* WORK TO BE COMPLETED *
Pictures should not appear in the copy; the records themselves must be written out exactly.

* PROVIDED RECORDS *
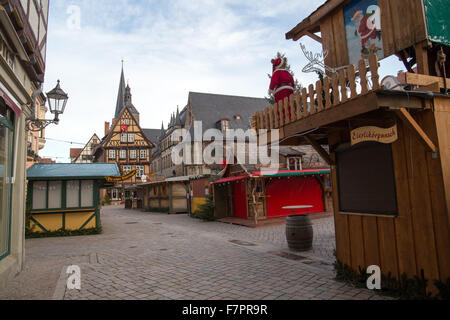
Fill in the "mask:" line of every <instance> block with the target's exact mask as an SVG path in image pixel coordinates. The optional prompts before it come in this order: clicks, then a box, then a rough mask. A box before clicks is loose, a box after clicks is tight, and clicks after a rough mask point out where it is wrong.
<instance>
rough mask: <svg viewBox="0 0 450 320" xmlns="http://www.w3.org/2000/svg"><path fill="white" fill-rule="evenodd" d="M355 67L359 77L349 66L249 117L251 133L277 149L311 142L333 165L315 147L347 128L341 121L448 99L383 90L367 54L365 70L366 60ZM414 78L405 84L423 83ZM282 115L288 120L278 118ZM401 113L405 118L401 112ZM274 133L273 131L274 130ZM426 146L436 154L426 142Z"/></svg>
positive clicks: (425, 108)
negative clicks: (337, 128) (299, 91)
mask: <svg viewBox="0 0 450 320" xmlns="http://www.w3.org/2000/svg"><path fill="white" fill-rule="evenodd" d="M358 67H359V72H358V76H356V67H355V66H354V65H350V66H349V67H348V68H346V69H345V70H340V71H339V72H338V73H335V74H333V75H332V76H331V77H325V78H324V80H323V82H321V81H317V83H316V85H313V84H311V85H310V86H309V87H308V89H306V88H303V89H302V91H301V92H296V93H295V94H293V95H291V96H290V97H289V98H286V99H285V100H284V101H280V102H279V103H278V104H275V105H273V106H271V107H270V108H266V109H265V110H263V111H260V112H257V113H256V114H255V115H254V117H253V124H254V128H255V130H257V132H260V135H259V143H260V144H265V143H267V144H271V143H274V142H277V141H280V145H298V144H309V145H312V146H313V147H314V148H315V149H316V151H317V150H320V151H321V153H320V155H321V156H322V157H324V159H325V160H326V161H327V163H328V164H330V163H332V161H329V159H326V157H327V152H322V151H323V150H322V149H323V148H319V147H320V145H326V144H328V133H329V130H330V129H332V128H339V127H343V126H344V127H348V123H347V122H345V121H347V120H349V119H355V120H358V121H361V120H362V118H364V117H365V118H367V117H369V118H370V117H371V118H378V119H382V118H383V112H384V111H385V110H391V111H394V112H400V110H402V109H404V108H408V109H415V110H425V109H428V108H431V104H432V102H431V101H430V100H432V99H434V98H435V97H436V96H442V97H445V98H448V96H446V95H441V94H440V93H435V92H432V91H424V92H420V91H395V90H386V89H384V88H382V87H381V85H380V81H379V78H380V77H379V74H378V59H377V57H376V55H370V57H369V66H368V67H367V66H366V61H365V60H361V61H360V62H359V65H358ZM414 78H415V77H410V76H409V74H407V77H406V79H407V83H408V84H416V85H419V86H421V85H423V83H420V81H416V80H417V79H414ZM419 78H420V79H422V80H423V79H425V80H426V81H428V80H430V81H436V82H438V81H440V78H437V77H428V76H422V75H421V76H420V77H419ZM449 81H450V80H449ZM426 83H427V82H426ZM442 84H443V81H442ZM422 90H424V89H422ZM283 113H284V114H285V115H286V116H280V115H283ZM403 113H405V115H406V116H408V115H409V113H408V112H407V111H405V110H403ZM289 114H290V115H291V116H288V115H289ZM261 129H266V130H267V132H266V133H264V131H262V132H261V131H260V130H261ZM274 129H275V133H273V132H272V130H274ZM300 135H302V137H300ZM428 145H429V146H430V149H432V150H433V151H435V148H434V147H433V146H432V145H431V144H430V143H428Z"/></svg>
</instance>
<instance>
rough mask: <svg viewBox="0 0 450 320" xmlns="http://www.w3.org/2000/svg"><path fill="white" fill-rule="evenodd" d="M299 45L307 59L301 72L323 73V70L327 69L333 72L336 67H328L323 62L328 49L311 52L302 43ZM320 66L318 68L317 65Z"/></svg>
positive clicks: (310, 51) (323, 74) (305, 72)
mask: <svg viewBox="0 0 450 320" xmlns="http://www.w3.org/2000/svg"><path fill="white" fill-rule="evenodd" d="M300 47H301V48H302V51H303V54H304V55H305V57H306V59H308V60H309V63H308V64H307V65H306V66H305V67H304V68H303V70H302V72H305V73H307V72H319V73H321V74H322V75H324V74H325V73H324V70H326V71H329V72H331V73H335V72H336V69H334V68H330V67H328V66H327V65H326V64H325V62H324V61H325V59H326V58H327V56H328V51H327V50H325V51H323V52H322V53H316V54H313V53H312V52H311V51H307V50H306V46H305V45H304V44H303V43H300ZM316 66H318V67H321V68H318V67H316Z"/></svg>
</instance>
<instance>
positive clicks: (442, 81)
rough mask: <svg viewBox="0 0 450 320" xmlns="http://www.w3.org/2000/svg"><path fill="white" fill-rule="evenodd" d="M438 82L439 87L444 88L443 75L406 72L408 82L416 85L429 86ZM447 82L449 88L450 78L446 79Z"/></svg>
mask: <svg viewBox="0 0 450 320" xmlns="http://www.w3.org/2000/svg"><path fill="white" fill-rule="evenodd" d="M435 82H438V83H439V87H440V88H442V89H444V88H445V86H444V79H443V78H441V77H433V76H426V75H423V74H417V73H410V72H407V73H406V83H407V84H410V85H414V86H429V85H432V84H433V83H435ZM446 82H447V88H450V79H449V78H447V79H446Z"/></svg>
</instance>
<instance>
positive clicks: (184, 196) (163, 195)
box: [138, 177, 190, 213]
mask: <svg viewBox="0 0 450 320" xmlns="http://www.w3.org/2000/svg"><path fill="white" fill-rule="evenodd" d="M138 188H140V189H142V195H143V208H144V209H145V210H147V211H154V212H167V213H189V211H190V208H189V206H190V202H189V199H188V197H189V194H190V185H189V177H175V178H168V179H165V180H163V181H157V182H149V183H143V184H140V185H138Z"/></svg>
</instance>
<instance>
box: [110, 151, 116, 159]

* ANSWER SPACE *
Fill in the "mask:" line of every <instance> block with the target's exact mask as an SVG path in image pixel coordinates. The optional prompts before it come in this order: clicks, then a box, then a rough mask. A box before clicks is loose, a box after clicks is tight, and clicks after a rough mask point out where it is wrong.
<instance>
rough mask: <svg viewBox="0 0 450 320" xmlns="http://www.w3.org/2000/svg"><path fill="white" fill-rule="evenodd" d="M355 67L359 77L349 66L249 117L251 133L277 149L311 142L333 165L315 147L347 128L341 121L448 99L383 90L367 54L365 70L366 60ZM414 78L405 84L423 83ZM282 115L288 120L278 118ZM401 113L405 118L401 112ZM274 133L273 131L274 130ZM426 146L436 154L426 142Z"/></svg>
positive clicks: (425, 108)
negative clicks: (337, 128) (299, 91)
mask: <svg viewBox="0 0 450 320" xmlns="http://www.w3.org/2000/svg"><path fill="white" fill-rule="evenodd" d="M358 67H359V72H358V76H356V67H355V66H354V65H350V66H349V67H348V68H346V69H345V70H340V71H339V72H338V73H335V74H333V75H332V76H331V77H325V78H324V80H323V82H321V81H317V83H316V85H313V84H311V85H310V86H309V87H308V89H306V88H303V89H302V91H301V92H296V93H295V94H293V95H291V96H290V97H289V98H286V99H285V100H284V101H280V102H279V103H278V104H275V105H273V106H271V107H270V108H266V109H265V110H263V111H260V112H257V113H256V114H255V115H254V117H253V124H254V128H255V130H257V132H260V135H259V143H260V144H265V143H267V144H271V143H274V142H277V141H280V145H298V144H309V145H312V146H313V147H314V148H315V149H316V151H317V150H320V151H321V153H320V155H321V156H322V157H324V159H325V160H326V161H327V163H328V164H330V163H332V161H329V159H326V157H327V152H322V151H323V150H322V149H323V148H319V147H320V145H326V144H328V133H329V130H330V129H332V128H339V127H343V126H344V127H348V123H347V122H345V121H347V120H349V119H355V120H358V121H361V120H362V118H364V117H365V118H367V117H369V118H370V117H371V118H378V119H382V118H383V112H384V111H385V110H391V111H394V112H400V110H402V109H404V108H408V109H415V110H425V109H428V108H431V104H432V102H431V101H430V100H432V99H434V98H435V97H436V96H442V97H445V98H448V96H446V95H441V94H440V93H435V92H432V91H424V92H420V91H395V90H386V89H384V88H382V87H381V85H380V81H379V78H380V77H379V74H378V59H377V57H376V55H370V57H369V66H368V67H367V66H366V61H365V60H361V61H360V62H359V65H358ZM414 78H415V77H410V76H409V74H407V77H406V79H407V83H408V84H416V85H419V86H421V85H423V83H420V81H416V80H417V79H414ZM419 78H420V79H422V80H423V79H425V80H426V81H428V80H430V81H436V82H438V81H440V78H437V77H428V76H422V75H421V76H420V77H419ZM449 81H450V80H449ZM426 83H427V82H426ZM442 84H443V81H442ZM422 90H424V89H422ZM283 113H284V114H285V115H286V116H280V115H283ZM403 113H405V115H406V116H408V115H409V113H408V112H407V111H405V110H403ZM289 114H290V115H291V116H288V115H289ZM261 129H266V130H267V132H266V133H264V131H262V132H261V131H260V130H261ZM274 129H275V133H273V132H272V130H274ZM300 135H302V137H300ZM428 145H429V146H430V149H432V150H433V151H435V148H434V147H433V146H432V145H431V144H430V143H428Z"/></svg>
</instance>
<instance>
rough mask: <svg viewBox="0 0 450 320" xmlns="http://www.w3.org/2000/svg"><path fill="white" fill-rule="evenodd" d="M299 45L307 59L301 72L323 73V70L327 69L333 72L336 67H328L323 62L328 49L311 52L302 43ZM320 66L318 68L317 65Z"/></svg>
positive clicks: (310, 51) (323, 74) (305, 72)
mask: <svg viewBox="0 0 450 320" xmlns="http://www.w3.org/2000/svg"><path fill="white" fill-rule="evenodd" d="M300 47H301V48H302V51H303V54H304V55H305V57H306V59H308V60H309V63H308V64H307V65H306V66H305V67H304V68H303V70H302V72H305V73H307V72H319V73H321V74H322V75H324V74H325V73H324V70H326V71H329V72H331V73H335V72H336V69H334V68H330V67H328V66H327V65H326V64H325V62H324V61H325V59H326V58H327V56H328V51H327V50H325V51H323V52H322V53H316V54H313V53H312V52H311V51H307V50H306V46H305V45H304V44H303V43H300ZM316 66H318V67H321V68H318V67H316Z"/></svg>
</instance>
<instance>
positive clicks: (442, 81)
rough mask: <svg viewBox="0 0 450 320" xmlns="http://www.w3.org/2000/svg"><path fill="white" fill-rule="evenodd" d="M438 82L439 87L444 88L443 75L406 72L408 82L416 85L429 86ZM447 82L449 88L450 78L446 79Z"/></svg>
mask: <svg viewBox="0 0 450 320" xmlns="http://www.w3.org/2000/svg"><path fill="white" fill-rule="evenodd" d="M435 82H438V83H439V87H440V88H442V89H444V88H445V86H444V79H443V78H441V77H433V76H426V75H423V74H417V73H410V72H407V73H406V83H407V84H410V85H414V86H429V85H432V84H433V83H435ZM446 82H447V88H450V79H449V78H447V79H446Z"/></svg>
</instance>
<instance>
positive clicks: (184, 196) (163, 195)
box: [138, 177, 190, 213]
mask: <svg viewBox="0 0 450 320" xmlns="http://www.w3.org/2000/svg"><path fill="white" fill-rule="evenodd" d="M138 188H140V189H142V195H143V208H144V209H145V210H147V211H154V212H167V213H189V211H190V208H189V206H190V202H189V199H188V197H189V194H190V185H189V177H175V178H168V179H165V180H163V181H157V182H149V183H143V184H140V185H138Z"/></svg>
</instance>
<instance>
box: [110, 151, 116, 159]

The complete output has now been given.